◆ Task to complete ◆
Set every record down verbatim and omit the pictures.

◆ Working data ◆
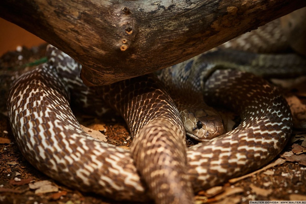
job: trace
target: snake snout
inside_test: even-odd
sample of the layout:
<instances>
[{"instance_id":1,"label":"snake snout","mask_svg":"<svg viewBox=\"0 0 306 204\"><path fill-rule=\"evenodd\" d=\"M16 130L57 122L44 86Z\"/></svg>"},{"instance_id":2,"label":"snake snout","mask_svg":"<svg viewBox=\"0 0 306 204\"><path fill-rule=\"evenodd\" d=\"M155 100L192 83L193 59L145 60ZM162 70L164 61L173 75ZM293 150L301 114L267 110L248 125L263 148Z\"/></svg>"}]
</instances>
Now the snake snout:
<instances>
[{"instance_id":1,"label":"snake snout","mask_svg":"<svg viewBox=\"0 0 306 204\"><path fill-rule=\"evenodd\" d=\"M208 115L205 110L201 109L189 111L184 124L186 134L203 142L224 134L221 117L213 115Z\"/></svg>"}]
</instances>

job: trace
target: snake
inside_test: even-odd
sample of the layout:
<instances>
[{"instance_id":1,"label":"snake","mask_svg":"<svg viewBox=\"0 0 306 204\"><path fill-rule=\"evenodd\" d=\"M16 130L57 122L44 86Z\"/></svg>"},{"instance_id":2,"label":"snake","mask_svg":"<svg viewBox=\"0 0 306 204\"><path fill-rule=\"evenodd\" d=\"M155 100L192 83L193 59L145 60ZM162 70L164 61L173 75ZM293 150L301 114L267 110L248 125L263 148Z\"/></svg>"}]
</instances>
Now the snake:
<instances>
[{"instance_id":1,"label":"snake","mask_svg":"<svg viewBox=\"0 0 306 204\"><path fill-rule=\"evenodd\" d=\"M215 69L221 65L205 55L217 53L162 71L166 76L162 79L192 82L189 87L195 91L190 91L192 98L202 93L208 103L222 104L240 114L241 123L234 130L186 148L185 131L190 128L184 127L181 113L169 96L171 91L155 76L89 88L79 76L81 65L50 46L49 62L23 74L12 85L8 112L18 147L36 168L82 191L119 200L192 203L194 192L267 164L283 148L292 131L290 109L278 89L249 73ZM272 57L250 56L233 64L243 58L240 64L252 67ZM176 81L168 77L176 76ZM74 95L79 102L87 99L70 91L75 86L81 89L79 93L97 93L126 119L134 138L130 151L92 138L82 129L69 102ZM198 121L191 124L192 131L200 129Z\"/></svg>"}]
</instances>

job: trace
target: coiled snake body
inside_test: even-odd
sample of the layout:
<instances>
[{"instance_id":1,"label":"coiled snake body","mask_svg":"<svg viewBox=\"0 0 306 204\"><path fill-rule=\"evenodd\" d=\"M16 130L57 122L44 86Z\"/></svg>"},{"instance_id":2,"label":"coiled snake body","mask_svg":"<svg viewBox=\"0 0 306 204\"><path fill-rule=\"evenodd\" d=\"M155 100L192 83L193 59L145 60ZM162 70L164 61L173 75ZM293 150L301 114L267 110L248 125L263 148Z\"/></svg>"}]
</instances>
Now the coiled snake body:
<instances>
[{"instance_id":1,"label":"coiled snake body","mask_svg":"<svg viewBox=\"0 0 306 204\"><path fill-rule=\"evenodd\" d=\"M211 70L207 68L211 64L197 66L196 58L167 68L164 76L189 72L185 76L194 82L191 87L211 103L239 111L241 122L230 132L186 148L180 113L155 77L90 89L78 77L79 64L52 47L47 52L48 63L15 80L8 111L27 159L69 186L119 200L153 198L157 203L191 203L192 189L207 188L262 166L280 152L291 134L290 110L275 87L237 70L203 71ZM87 95L101 94L125 117L135 136L131 152L82 130L68 103L71 96L78 96L69 93L76 87ZM78 100L81 103L88 99Z\"/></svg>"}]
</instances>

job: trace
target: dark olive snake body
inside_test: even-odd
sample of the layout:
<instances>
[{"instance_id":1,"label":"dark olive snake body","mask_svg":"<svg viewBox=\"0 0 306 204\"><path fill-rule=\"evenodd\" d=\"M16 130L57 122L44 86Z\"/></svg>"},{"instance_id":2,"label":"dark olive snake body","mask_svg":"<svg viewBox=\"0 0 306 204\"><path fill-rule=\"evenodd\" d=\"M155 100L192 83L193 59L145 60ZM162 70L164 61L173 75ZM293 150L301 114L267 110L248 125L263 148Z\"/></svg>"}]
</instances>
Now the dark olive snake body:
<instances>
[{"instance_id":1,"label":"dark olive snake body","mask_svg":"<svg viewBox=\"0 0 306 204\"><path fill-rule=\"evenodd\" d=\"M290 109L278 89L251 74L207 69L216 66L203 56L213 56L214 51L163 72L174 76L185 73L186 66L182 65L190 62L187 76L194 82L190 87L202 90L209 105L222 104L239 112L241 122L229 132L187 148L175 102L155 77L88 88L79 77L80 65L50 47L48 63L13 83L8 111L25 157L68 186L118 200L192 203L192 190L207 189L262 166L279 153L291 134ZM247 58L243 65L261 59ZM71 91L76 87L80 91ZM86 104L90 97L82 98L80 92L98 93L96 102L103 98L124 116L135 138L130 152L83 131L69 103L71 97ZM103 111L96 108L91 110Z\"/></svg>"}]
</instances>

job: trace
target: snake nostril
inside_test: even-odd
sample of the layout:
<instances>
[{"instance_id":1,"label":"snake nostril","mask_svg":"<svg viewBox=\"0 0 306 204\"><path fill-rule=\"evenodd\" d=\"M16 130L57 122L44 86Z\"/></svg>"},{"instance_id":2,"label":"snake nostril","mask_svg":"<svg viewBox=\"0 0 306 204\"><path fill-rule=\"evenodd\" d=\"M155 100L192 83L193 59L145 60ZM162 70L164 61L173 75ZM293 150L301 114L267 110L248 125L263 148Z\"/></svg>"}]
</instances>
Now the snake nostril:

◆ Complete output ◆
job: trace
target: snake snout
inside_test: even-odd
sample of the layout:
<instances>
[{"instance_id":1,"label":"snake snout","mask_svg":"<svg viewBox=\"0 0 306 204\"><path fill-rule=\"evenodd\" d=\"M16 130L57 122L44 86Z\"/></svg>"},{"instance_id":2,"label":"snake snout","mask_svg":"<svg viewBox=\"0 0 306 204\"><path fill-rule=\"evenodd\" d=\"M155 100L192 83L193 59L145 60ZM162 70L164 61L173 75ZM293 150L301 114L267 110L248 125L263 148Z\"/></svg>"}]
</instances>
Now the snake snout:
<instances>
[{"instance_id":1,"label":"snake snout","mask_svg":"<svg viewBox=\"0 0 306 204\"><path fill-rule=\"evenodd\" d=\"M208 115L205 110L201 109L189 111L184 124L186 134L203 142L224 134L221 117L213 115Z\"/></svg>"}]
</instances>

job: trace
target: snake
inside_test: even-odd
sample of the layout:
<instances>
[{"instance_id":1,"label":"snake","mask_svg":"<svg viewBox=\"0 0 306 204\"><path fill-rule=\"evenodd\" d=\"M16 130L57 122L44 86Z\"/></svg>"},{"instance_id":2,"label":"snake","mask_svg":"<svg viewBox=\"0 0 306 204\"><path fill-rule=\"evenodd\" d=\"M155 100L192 83L193 59L145 60ZM162 70L164 61L173 75ZM293 150L301 114L267 110L248 125L263 148Z\"/></svg>"}]
</instances>
Now the snake:
<instances>
[{"instance_id":1,"label":"snake","mask_svg":"<svg viewBox=\"0 0 306 204\"><path fill-rule=\"evenodd\" d=\"M215 69L221 65L205 55L217 53L162 71L166 76L162 79L192 82L189 87L195 91L190 91L192 98L202 93L208 103L222 104L240 114L241 123L234 130L186 148L185 131L190 128L184 127L181 113L169 96L171 91L155 76L89 88L79 76L81 65L50 46L49 62L23 74L12 85L8 112L18 147L36 168L82 191L119 200L192 203L194 192L267 164L283 148L292 131L290 109L278 89L249 73ZM272 57L250 56L233 64L243 58L240 64L252 67ZM176 81L168 77L176 76ZM74 95L79 102L87 99L70 91L75 86L81 89L79 93L97 93L126 119L134 138L130 151L92 138L82 129L69 102ZM198 121L191 124L192 131L200 129Z\"/></svg>"}]
</instances>

job: trace
target: coiled snake body
inside_test: even-odd
sample of the layout:
<instances>
[{"instance_id":1,"label":"coiled snake body","mask_svg":"<svg viewBox=\"0 0 306 204\"><path fill-rule=\"evenodd\" d=\"M16 130L57 122L44 86Z\"/></svg>"},{"instance_id":2,"label":"coiled snake body","mask_svg":"<svg viewBox=\"0 0 306 204\"><path fill-rule=\"evenodd\" d=\"M155 100L192 83L193 59L145 60ZM162 70L164 61L173 75ZM293 150L301 114L267 110L248 125L263 148Z\"/></svg>"}]
</instances>
Now the coiled snake body:
<instances>
[{"instance_id":1,"label":"coiled snake body","mask_svg":"<svg viewBox=\"0 0 306 204\"><path fill-rule=\"evenodd\" d=\"M211 70L207 68L211 64L197 66L196 58L167 68L164 76L189 72L185 76L194 82L191 87L211 103L239 111L241 122L230 132L186 148L180 113L155 77L90 89L78 77L79 64L52 47L47 52L48 63L15 80L8 111L27 159L69 186L119 200L153 198L157 203L191 203L192 189L207 188L262 166L280 152L291 134L290 110L275 87L237 70L203 71ZM87 95L101 94L125 117L135 136L131 152L82 130L68 103L71 96L78 96L69 93L76 87ZM78 100L81 103L88 99Z\"/></svg>"}]
</instances>

job: trace
target: dark olive snake body
inside_test: even-odd
sample of the layout:
<instances>
[{"instance_id":1,"label":"dark olive snake body","mask_svg":"<svg viewBox=\"0 0 306 204\"><path fill-rule=\"evenodd\" d=\"M16 130L57 122L44 86Z\"/></svg>"},{"instance_id":2,"label":"dark olive snake body","mask_svg":"<svg viewBox=\"0 0 306 204\"><path fill-rule=\"evenodd\" d=\"M155 100L192 83L193 59L145 60ZM162 70L164 61L173 75ZM293 150L301 114L267 110L248 125L263 148Z\"/></svg>"}]
</instances>
Now the dark olive snake body:
<instances>
[{"instance_id":1,"label":"dark olive snake body","mask_svg":"<svg viewBox=\"0 0 306 204\"><path fill-rule=\"evenodd\" d=\"M290 109L278 89L251 74L207 69L216 66L203 56L213 56L214 51L163 72L174 76L185 73L186 66L182 65L190 62L187 76L194 82L190 87L202 90L209 105L222 104L239 112L241 122L229 132L187 148L175 102L155 77L88 88L79 77L80 65L50 47L48 63L13 83L8 111L25 157L68 186L118 200L192 203L192 190L207 189L262 166L279 153L291 134ZM247 58L243 65L261 59ZM71 91L76 87L80 91ZM86 104L90 97L82 98L80 92L98 93L96 102L103 98L124 116L135 138L130 152L83 131L69 103L71 97ZM103 111L96 108L91 110Z\"/></svg>"}]
</instances>

job: trace
target: snake nostril
inside_test: even-odd
sample of the layout:
<instances>
[{"instance_id":1,"label":"snake nostril","mask_svg":"<svg viewBox=\"0 0 306 204\"><path fill-rule=\"evenodd\" d=\"M16 130L57 122L44 86Z\"/></svg>"},{"instance_id":2,"label":"snake nostril","mask_svg":"<svg viewBox=\"0 0 306 204\"><path fill-rule=\"evenodd\" d=\"M155 100L192 83L193 59L145 60ZM162 70L164 61L173 75ZM293 150L301 114L267 110L248 125L263 148Z\"/></svg>"}]
</instances>
Now the snake nostril:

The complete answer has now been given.